▸ TEXT SECTION
— Start —
Fashion dos and definitely don’ts

What cool threads have stood the test of time? What absolute embarrassments should never have been worn in the first place?

Clothes. We have to wear them and that’s not such a bad thing. It’s pretty much universally agreed that most people look better with clothes on than off and those who disagree are the very ones who should be clothed. Anyone who’s had the misfortune to stumble across a nude beach will tell you that. It’s traumatic.

Many people don’t give much thought about what they wear as they have more important things on their mind and things to do. Which is fair enough.

Others agonize for an eternity over what to wear and eventually opt for what they hope is the right choice. It eats at them constantly. What a way to live.

Either way – whether you don’t give a rat’s arse or if you change outfits 5 times a day, it doesn’t matter. Future generations will either applaud or guffaw at the fashion of your era.

Some fashion is timeless and makes comeback after comeback. Others are best erased from our memories as we focus on the future.

The hits and misses.

Exhibit A: HIT – White sneakers

White sneakers have never really gone out of fashion thanks to their simplicity and good old fashioned street cred.

They’ve been around since people could walk but really came into prominence in the early 70’s.

Adidas released the first leather tennis shoe in honor of then world champion, Stan Smith. The shoe was called the…er, Stan Smith. Since stripes on shoes were frowned upon by stuffy tennis types, Adidas craftily included them anyway in a barely visible faded white.

The style was a hit and popularized the white sports / fashion shoe. White basketball shoes were then embraced by the hip hop community in the 80’s  and white footwear hasn’t ever looked back.

Today you can pull aside some dope wearing boat shoes, hand  him a pair of white sneakers whispering “Trust me” and all is forgiven.

Stan Smiths are still a huge seller for Adidas, mainly because they’re gender neutral and they just look good.
— End —
▸ WHAT THIS EXERCISE ASKS
A. In the fashion piece, in honor of whom did Adidas release its first leather tennis shoe?
B. Swap "timeless" for "classic" in the fashion piece and write out the passage that begins at the words "Either way –" and stops after the words "fashioned street cred.".
Rely only on the fashion piece itself.

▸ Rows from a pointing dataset
— Start —
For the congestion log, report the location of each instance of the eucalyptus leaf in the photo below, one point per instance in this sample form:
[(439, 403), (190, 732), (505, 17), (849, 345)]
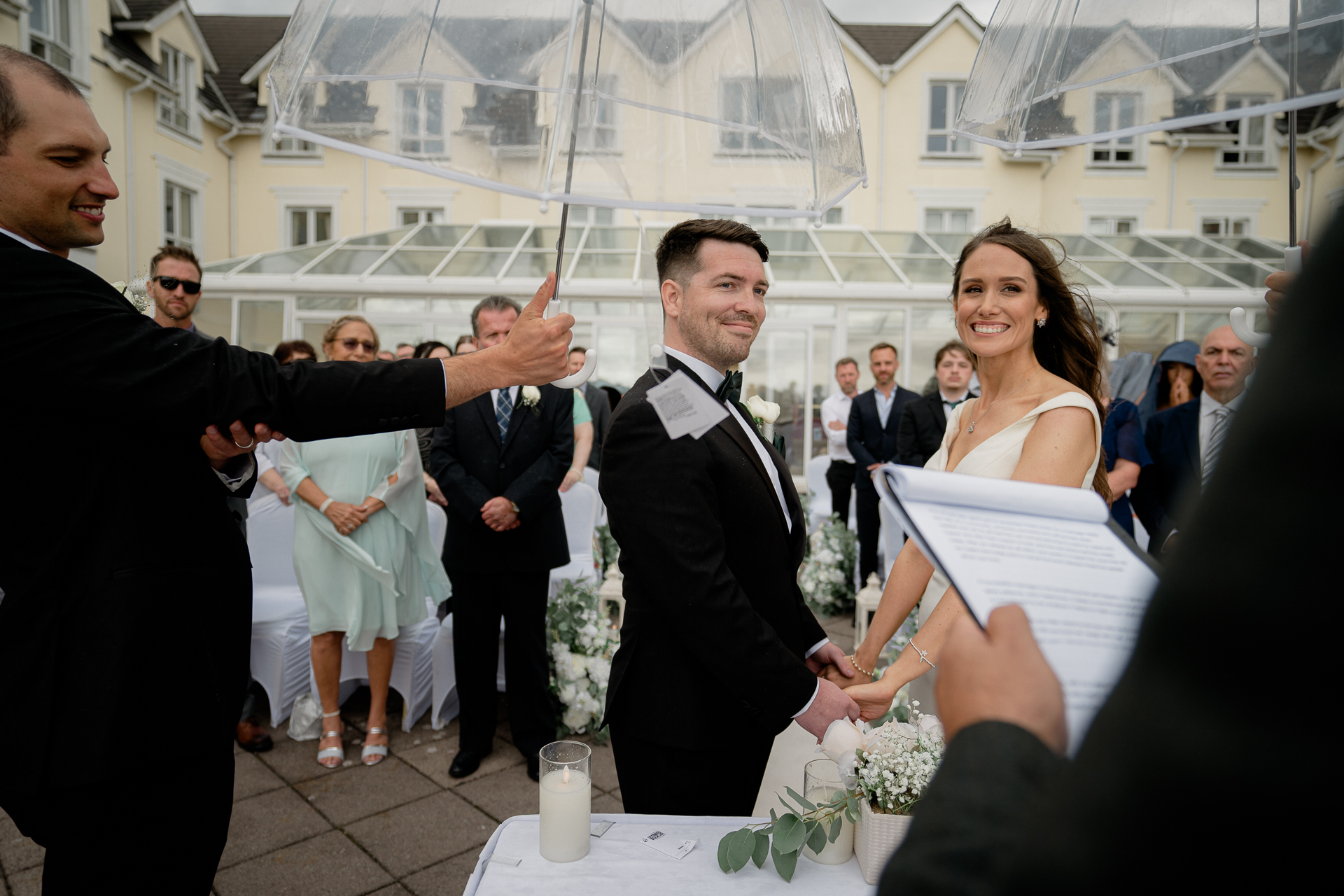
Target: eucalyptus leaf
[(762, 848), (785, 862), (723, 853), (741, 846), (790, 833), (800, 799)]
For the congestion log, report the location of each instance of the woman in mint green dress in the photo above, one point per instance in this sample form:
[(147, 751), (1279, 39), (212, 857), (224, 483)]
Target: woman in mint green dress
[(362, 551)]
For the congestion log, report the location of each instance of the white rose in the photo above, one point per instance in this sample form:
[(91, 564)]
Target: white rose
[(768, 412)]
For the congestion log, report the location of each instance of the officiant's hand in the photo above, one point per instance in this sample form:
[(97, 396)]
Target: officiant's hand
[(999, 675), (830, 704)]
— End —
▸ SOLVED PROBLEMS
A. Adidas released it in honor of Stan Smith, then world champion.

B.
Either way – whether you don’t give a rat’s arse or if you change outfits 5 times a day, it doesn’t matter. Future generations will either applaud or guffaw at the fashion of your era.

Some fashion is classic and makes comeback after comeback. Others are best erased from our memories as we focus on the future.

The hits and misses.

Exhibit A: HIT – White sneakers

White sneakers have never really gone out of fashion thanks to their simplicity and good old fashioned street cred.